-- Work order --
Lines of the material that include the word "clicks" are to be counted; only their number should be given.

-- Stored data --
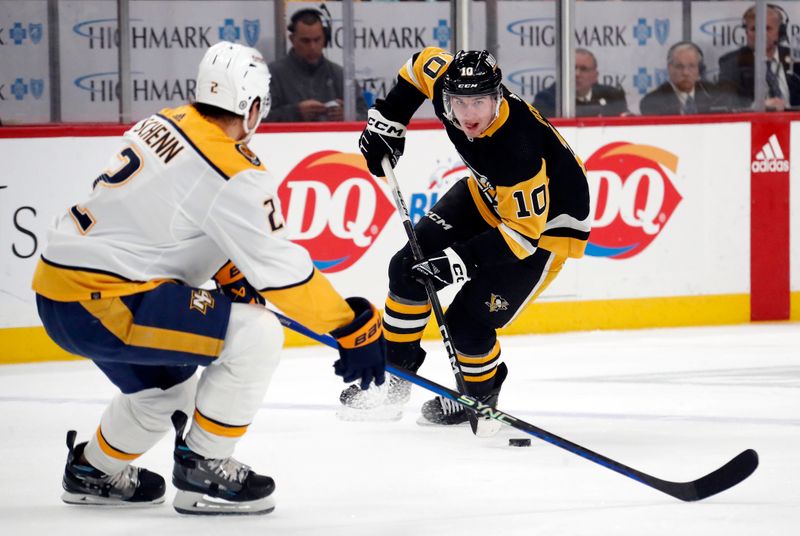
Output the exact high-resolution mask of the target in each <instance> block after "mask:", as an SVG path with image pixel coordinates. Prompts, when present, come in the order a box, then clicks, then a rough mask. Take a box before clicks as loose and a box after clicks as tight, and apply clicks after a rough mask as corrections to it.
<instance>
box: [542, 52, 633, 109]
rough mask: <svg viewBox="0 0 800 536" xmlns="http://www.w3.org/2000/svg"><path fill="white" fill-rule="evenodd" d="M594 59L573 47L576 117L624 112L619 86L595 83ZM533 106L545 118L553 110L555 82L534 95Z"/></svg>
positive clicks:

-- Output --
2